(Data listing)
------------------------------------------------------------

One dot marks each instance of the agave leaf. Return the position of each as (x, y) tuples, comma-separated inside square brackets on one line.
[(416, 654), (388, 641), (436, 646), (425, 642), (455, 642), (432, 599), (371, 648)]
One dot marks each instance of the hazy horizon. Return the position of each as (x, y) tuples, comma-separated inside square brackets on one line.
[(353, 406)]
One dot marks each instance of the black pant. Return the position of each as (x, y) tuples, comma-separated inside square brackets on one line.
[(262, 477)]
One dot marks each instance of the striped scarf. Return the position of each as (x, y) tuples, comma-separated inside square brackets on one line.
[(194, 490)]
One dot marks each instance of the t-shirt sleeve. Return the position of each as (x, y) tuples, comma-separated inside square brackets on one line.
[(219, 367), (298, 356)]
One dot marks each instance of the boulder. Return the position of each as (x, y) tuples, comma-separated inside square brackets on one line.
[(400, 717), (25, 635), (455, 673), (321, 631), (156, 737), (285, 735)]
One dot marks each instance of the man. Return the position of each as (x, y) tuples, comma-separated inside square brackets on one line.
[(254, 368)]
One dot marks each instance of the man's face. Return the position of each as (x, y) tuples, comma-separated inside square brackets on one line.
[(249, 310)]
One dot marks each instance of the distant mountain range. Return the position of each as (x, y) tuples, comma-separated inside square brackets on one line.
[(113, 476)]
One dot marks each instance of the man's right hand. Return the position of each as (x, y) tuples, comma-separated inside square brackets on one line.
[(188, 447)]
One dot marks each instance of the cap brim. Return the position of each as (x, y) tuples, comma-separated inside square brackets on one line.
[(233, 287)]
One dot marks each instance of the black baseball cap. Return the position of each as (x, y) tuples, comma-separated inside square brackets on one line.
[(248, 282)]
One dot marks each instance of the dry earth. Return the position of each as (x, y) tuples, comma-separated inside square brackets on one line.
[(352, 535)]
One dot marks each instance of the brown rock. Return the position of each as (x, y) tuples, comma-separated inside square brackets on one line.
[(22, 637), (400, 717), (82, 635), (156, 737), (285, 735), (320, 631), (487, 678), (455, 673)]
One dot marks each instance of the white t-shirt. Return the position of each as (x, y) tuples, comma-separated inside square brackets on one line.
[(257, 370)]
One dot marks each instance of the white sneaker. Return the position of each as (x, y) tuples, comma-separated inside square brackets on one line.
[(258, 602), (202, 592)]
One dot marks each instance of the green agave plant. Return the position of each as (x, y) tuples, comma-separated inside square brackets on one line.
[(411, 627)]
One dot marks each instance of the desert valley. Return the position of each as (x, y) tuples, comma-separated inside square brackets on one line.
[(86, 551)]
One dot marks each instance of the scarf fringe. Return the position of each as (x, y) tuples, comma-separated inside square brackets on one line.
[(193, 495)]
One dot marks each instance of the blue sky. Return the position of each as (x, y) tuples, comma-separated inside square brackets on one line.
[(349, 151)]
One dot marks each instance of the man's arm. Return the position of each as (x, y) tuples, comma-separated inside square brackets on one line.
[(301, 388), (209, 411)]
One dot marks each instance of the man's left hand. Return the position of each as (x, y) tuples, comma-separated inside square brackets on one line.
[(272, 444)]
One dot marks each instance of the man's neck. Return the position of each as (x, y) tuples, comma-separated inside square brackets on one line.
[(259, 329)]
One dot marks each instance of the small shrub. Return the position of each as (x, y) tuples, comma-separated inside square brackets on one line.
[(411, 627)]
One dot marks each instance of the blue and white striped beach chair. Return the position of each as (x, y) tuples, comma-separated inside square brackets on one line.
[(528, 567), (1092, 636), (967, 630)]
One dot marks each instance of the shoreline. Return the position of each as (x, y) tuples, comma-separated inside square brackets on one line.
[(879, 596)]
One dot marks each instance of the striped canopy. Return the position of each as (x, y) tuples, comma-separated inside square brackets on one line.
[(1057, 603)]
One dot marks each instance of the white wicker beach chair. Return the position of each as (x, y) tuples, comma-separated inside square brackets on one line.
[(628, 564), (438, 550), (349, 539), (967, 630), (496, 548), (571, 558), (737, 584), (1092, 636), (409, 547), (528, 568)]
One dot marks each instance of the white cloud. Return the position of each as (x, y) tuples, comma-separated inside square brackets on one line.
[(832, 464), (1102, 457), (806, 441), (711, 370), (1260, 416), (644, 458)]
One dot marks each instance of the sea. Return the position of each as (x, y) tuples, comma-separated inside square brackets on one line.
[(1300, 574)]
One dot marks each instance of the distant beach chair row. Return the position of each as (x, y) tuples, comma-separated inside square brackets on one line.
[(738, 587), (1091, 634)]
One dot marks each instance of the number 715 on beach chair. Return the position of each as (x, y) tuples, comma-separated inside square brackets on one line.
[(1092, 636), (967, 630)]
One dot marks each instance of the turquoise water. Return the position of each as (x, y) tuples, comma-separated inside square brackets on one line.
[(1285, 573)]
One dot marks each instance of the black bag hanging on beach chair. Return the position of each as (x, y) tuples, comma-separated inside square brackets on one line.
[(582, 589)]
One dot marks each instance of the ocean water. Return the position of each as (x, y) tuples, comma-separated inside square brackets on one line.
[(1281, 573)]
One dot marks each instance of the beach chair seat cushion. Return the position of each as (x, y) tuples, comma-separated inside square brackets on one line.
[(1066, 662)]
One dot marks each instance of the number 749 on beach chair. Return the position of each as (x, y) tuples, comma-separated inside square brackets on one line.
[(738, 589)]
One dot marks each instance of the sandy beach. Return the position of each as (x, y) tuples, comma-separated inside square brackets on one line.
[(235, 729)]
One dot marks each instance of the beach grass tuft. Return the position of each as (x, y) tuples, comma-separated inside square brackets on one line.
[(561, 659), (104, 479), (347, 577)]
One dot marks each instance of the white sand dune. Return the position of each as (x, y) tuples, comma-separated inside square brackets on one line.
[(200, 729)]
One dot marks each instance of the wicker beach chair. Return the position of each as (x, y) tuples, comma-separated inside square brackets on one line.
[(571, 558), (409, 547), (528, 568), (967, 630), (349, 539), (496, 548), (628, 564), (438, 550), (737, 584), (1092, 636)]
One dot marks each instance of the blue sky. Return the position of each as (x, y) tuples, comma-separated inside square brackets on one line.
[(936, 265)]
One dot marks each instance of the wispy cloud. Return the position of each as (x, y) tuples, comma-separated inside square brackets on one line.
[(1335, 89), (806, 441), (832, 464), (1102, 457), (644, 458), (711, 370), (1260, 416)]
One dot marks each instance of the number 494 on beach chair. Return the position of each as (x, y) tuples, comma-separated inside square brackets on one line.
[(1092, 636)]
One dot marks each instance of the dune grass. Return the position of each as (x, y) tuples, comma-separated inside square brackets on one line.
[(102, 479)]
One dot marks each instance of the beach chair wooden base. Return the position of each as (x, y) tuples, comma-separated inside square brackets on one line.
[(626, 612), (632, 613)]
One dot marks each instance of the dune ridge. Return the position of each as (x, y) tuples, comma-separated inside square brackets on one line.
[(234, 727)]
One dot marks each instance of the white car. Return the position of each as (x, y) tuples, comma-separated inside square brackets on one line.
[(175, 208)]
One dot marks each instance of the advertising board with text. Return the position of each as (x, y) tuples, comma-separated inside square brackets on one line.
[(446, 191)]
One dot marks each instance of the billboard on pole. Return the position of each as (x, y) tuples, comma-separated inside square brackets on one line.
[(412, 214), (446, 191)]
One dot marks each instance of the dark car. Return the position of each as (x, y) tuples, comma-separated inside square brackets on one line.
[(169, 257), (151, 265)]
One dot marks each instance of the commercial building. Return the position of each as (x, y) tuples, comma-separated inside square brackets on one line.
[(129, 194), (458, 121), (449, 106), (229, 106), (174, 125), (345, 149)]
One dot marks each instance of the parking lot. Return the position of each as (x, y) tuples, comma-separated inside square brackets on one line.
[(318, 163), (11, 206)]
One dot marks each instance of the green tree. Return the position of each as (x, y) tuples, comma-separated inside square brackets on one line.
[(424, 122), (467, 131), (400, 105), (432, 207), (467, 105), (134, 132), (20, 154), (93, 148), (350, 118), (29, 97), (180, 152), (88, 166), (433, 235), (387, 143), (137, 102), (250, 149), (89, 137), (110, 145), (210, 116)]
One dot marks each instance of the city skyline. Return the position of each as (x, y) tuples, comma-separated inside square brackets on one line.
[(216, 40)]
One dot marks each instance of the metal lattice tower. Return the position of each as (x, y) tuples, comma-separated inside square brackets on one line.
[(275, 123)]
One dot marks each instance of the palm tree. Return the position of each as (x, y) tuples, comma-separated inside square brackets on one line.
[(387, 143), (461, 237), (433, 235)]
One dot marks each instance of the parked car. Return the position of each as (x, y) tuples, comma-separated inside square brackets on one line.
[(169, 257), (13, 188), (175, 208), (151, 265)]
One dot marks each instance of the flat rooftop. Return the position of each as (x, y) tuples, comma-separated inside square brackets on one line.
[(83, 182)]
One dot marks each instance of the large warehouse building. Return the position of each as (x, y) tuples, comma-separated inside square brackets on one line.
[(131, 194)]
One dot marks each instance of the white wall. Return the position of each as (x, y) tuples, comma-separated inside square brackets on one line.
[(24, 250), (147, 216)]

------------------------------------------------------------

Turn the stretch of rows from the line containing "One dot marks each instance of the dry" through the line containing "[(352, 535)]" into a Markdown table with the columns No. and Line, numbering each line and leaving out blank lines.

### CORRECT ANSWER
| No. | Line |
|---|---|
| 1 | One dot marks each instance of the dry earth. Return the position of each as (x, y) tuples, comma-separated inside square brackets on one line. |
| 2 | [(352, 535)] |